:: ESTRATTO FORNITO ::

++++++++

Alberghi: Regione sussidia l’inefficienza, applausi di Federalberghi

Regione devolve 6 milioni di euro dei contribuenti ad un sistema alberghiero poco competitivo.

Entusiasmo di Federalberghi, che al posto di parlare del ritardo degli hotel sardi scarica le colpe sull’abusivismo e pensa di destagionalizzare l’offerta coi soldi pubblici.

Nel frattempo Briatore viene insultato per aver detto delle ovvietà: ci sono pochi voli, pochi servizi e poche strutture di alto livello rispetto alla concorrenza internazionale.

Abbiamo un’isola drogata di sussidi, all’ottavo posto nell’Europa mediterranea per efficienza del turismo, e culturalmente abbonata ad un “turismo ciabattaro”, che ignora persino quantità e qualità dei suoi hotel: vediamo alcuni dati.

Di Adriano Bomboi.

L’assessorato regionale al lavoro ha devoluto 6 milioni di euro dei contribuenti (fondi Por Fse 2014-2020) al comparto alberghiero, al fine di “allungare la stagione” in un modo alquanto singolare: far assumere personale oltre il consueto periodo caldo del turismo sardo, cioè oltre primavera-estate. Quando le prenotazioni calano, sino ad arrivare alla chiusura annuale di buona parte degli alberghi sardi.

++++++++

:: ELENCO DATI ::

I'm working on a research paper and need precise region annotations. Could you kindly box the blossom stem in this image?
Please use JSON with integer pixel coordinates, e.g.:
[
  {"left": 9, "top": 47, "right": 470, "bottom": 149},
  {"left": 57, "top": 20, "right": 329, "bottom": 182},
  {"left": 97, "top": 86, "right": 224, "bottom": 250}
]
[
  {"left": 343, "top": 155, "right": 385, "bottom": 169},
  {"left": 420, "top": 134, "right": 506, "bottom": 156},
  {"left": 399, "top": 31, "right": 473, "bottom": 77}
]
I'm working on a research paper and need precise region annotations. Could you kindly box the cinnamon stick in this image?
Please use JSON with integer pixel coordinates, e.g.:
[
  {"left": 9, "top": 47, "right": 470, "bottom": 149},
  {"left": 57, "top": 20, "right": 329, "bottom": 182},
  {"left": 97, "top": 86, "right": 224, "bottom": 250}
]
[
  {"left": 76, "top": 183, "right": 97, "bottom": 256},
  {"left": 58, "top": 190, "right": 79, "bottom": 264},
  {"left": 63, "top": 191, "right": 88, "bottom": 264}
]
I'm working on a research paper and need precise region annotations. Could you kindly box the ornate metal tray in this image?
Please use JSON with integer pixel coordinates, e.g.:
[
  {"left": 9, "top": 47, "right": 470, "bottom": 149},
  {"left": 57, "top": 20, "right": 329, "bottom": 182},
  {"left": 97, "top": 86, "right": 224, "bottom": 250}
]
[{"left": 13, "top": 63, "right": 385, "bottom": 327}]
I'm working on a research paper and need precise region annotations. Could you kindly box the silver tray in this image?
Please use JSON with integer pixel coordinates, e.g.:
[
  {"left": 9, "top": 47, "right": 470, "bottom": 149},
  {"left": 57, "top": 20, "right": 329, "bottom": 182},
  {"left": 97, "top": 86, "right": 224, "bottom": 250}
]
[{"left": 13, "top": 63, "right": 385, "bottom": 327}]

++++++++

:: CONSEGNA 1 ::
Secondo l'estratto sugli alberghi sardi, in quale posizione si colloca l'isola nell'Europa mediterranea per efficienza del turismo?
:: CONSEGNA 2 ::
Conta le righe dei record in cui compare la parola "tray", tenendo conto di maiuscole e minuscole. Rispondi soltanto con il numero.
Il testo e i record sono indipendenti l'uno dall'altro.

:: RISPOSTA CORRETTA 1 ::
All'ottavo posto.

:: RISPOSTA CORRETTA 2 ::
2